PROVIDED RECORDS |
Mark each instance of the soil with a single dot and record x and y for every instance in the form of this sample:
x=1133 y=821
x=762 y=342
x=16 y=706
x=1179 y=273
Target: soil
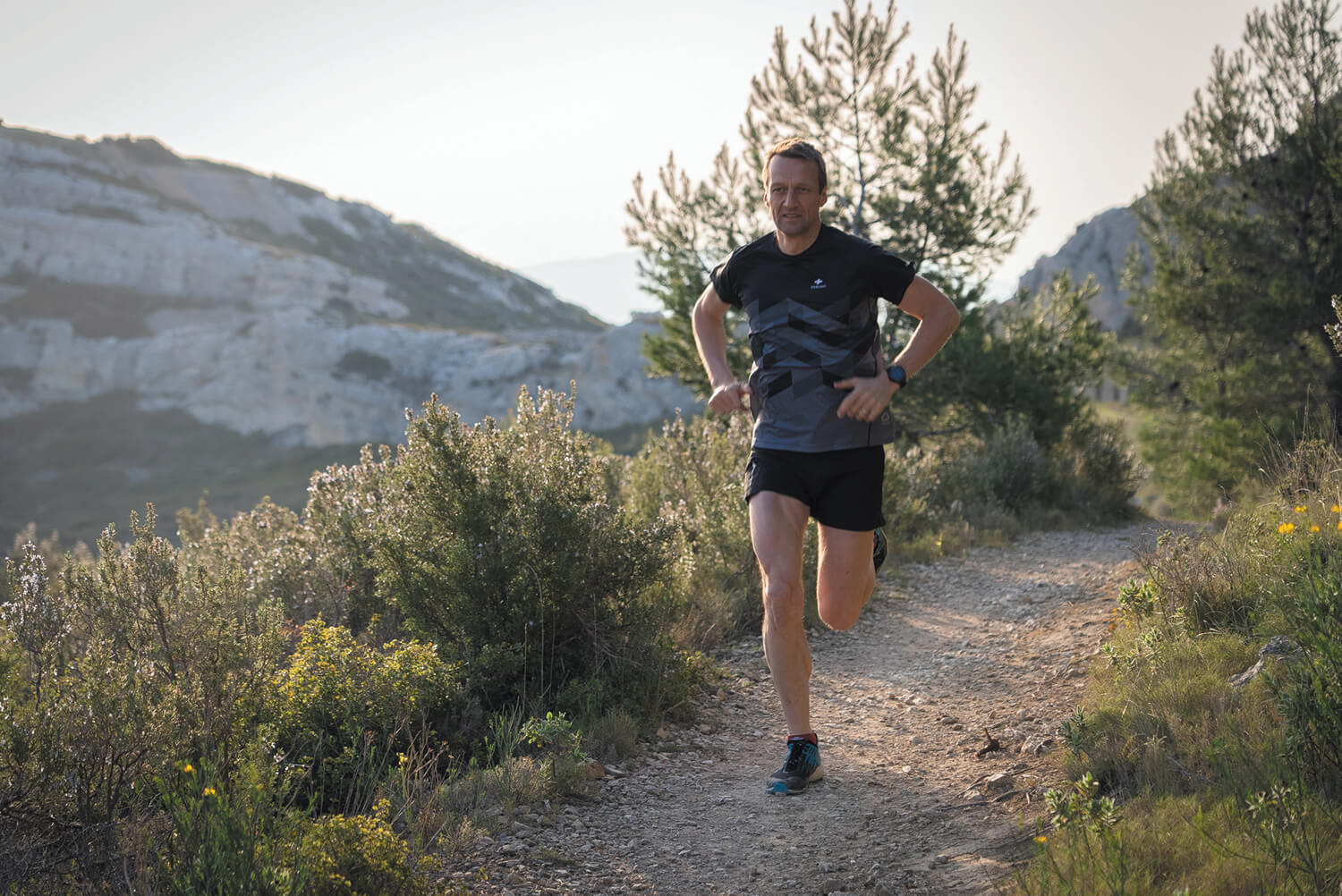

EXERCISE DETAILS | Copy out each line of the listing that holds the word "soil".

WRITTEN REPLY |
Mark each instance of the soil with a single dot and record x and y for every instance in the form of this sample:
Target: soil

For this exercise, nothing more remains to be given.